Task goal: Set the following entries down again exactly, line by line.

(Coordinate labeling data)
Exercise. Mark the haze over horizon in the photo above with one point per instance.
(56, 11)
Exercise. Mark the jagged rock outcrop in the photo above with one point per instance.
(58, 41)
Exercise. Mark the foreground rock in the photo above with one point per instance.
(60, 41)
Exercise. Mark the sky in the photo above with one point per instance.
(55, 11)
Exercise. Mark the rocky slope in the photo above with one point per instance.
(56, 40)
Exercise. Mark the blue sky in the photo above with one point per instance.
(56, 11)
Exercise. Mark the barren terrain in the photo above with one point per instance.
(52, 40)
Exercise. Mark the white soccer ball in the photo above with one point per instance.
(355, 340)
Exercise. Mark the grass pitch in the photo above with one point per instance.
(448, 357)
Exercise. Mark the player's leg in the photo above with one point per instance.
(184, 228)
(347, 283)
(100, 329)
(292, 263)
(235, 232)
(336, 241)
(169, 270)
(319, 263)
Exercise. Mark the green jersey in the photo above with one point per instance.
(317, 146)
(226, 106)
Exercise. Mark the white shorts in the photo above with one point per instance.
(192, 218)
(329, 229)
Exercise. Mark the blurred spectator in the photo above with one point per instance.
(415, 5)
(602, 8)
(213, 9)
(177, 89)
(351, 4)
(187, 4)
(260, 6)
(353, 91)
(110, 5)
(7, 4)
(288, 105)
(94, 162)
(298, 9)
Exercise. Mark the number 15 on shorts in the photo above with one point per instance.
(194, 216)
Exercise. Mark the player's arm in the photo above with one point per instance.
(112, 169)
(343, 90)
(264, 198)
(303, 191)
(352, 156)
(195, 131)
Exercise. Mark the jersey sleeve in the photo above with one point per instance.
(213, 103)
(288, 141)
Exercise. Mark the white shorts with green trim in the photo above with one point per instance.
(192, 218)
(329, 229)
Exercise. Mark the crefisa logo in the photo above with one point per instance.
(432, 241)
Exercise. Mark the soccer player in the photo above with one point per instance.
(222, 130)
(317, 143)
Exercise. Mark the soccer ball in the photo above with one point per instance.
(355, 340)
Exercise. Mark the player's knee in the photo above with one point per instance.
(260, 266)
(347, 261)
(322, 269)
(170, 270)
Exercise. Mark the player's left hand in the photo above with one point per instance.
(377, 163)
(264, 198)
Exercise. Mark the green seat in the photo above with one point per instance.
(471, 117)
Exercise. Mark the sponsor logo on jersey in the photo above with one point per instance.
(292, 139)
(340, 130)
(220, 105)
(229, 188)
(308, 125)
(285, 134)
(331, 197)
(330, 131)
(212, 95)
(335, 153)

Answer to the task:
Exercise. Mark the haze over horizon in the photo above with one point per instance.
(56, 11)
Exercise. Mark the jagged rock outcrop in the photo above with one point per instance.
(58, 41)
Exercise. Mark the foreground rock in the photo above with one point per instance.
(60, 41)
Exercise. Mark the sky in the photo above with one point per instance.
(55, 11)
Exercise. Mark the rocky slope in the photo above with one point per instance.
(56, 40)
Exercise. Mark the blue sky in the photo above with one point per instance.
(56, 11)
Exercise. Mark the barren terrain in the photo above with one point per instance.
(52, 40)
Exercise. Mark the white soccer ball in the photo above with one point per instance.
(355, 340)
Exercise. Mark the grass pitch in the photo above with one point per instance.
(448, 357)
Exercise. Mark the player's leg in the photo above with one point per instance.
(184, 228)
(347, 283)
(100, 329)
(292, 263)
(235, 232)
(336, 241)
(169, 270)
(319, 263)
Exercise. Mark the green jersey in the photo above with one point per instance.
(317, 146)
(226, 106)
Exercise. Mark the white shorts in the photo above with one point per instance.
(192, 218)
(329, 229)
Exercise. Mark the blurred spectator in the photo above with one point per instance.
(415, 5)
(602, 8)
(213, 9)
(177, 89)
(351, 4)
(187, 4)
(260, 6)
(353, 91)
(110, 5)
(7, 4)
(288, 105)
(94, 162)
(298, 9)
Exercise. Mark the number 15 on shorts in the photo above with one point per instance.
(194, 216)
Exercise. Mark the player's arm in the photo above with one point per instance.
(112, 169)
(343, 90)
(264, 198)
(303, 191)
(352, 156)
(195, 131)
Exercise. Mark the jersey sleeve in the photo above with one point per instance.
(213, 103)
(288, 141)
Exercise. Mark the white shorts with green trim in the photo above with one point per instance.
(192, 218)
(329, 229)
Exercise. Mark the crefisa logo in the photo above with one point per instance.
(432, 241)
Exercise. Mark the soccer player in the photo above with one point per instance.
(222, 130)
(317, 143)
Exercise. Mark the soccer ball in the photo above with one point per instance.
(355, 340)
Exercise. Mark the player's knee in the photo above with one point per instance.
(260, 266)
(347, 261)
(322, 269)
(170, 270)
Exercise. Mark the player's left hand in the photo above with one point per instance.
(377, 163)
(264, 198)
Exercise. Mark the green seat in the photo above with one point per instance.
(471, 117)
Exercise. Mark the sponsor logo on jersey in the photo above with one point per instance.
(292, 139)
(340, 130)
(220, 105)
(229, 188)
(308, 125)
(285, 134)
(331, 197)
(330, 131)
(212, 95)
(335, 153)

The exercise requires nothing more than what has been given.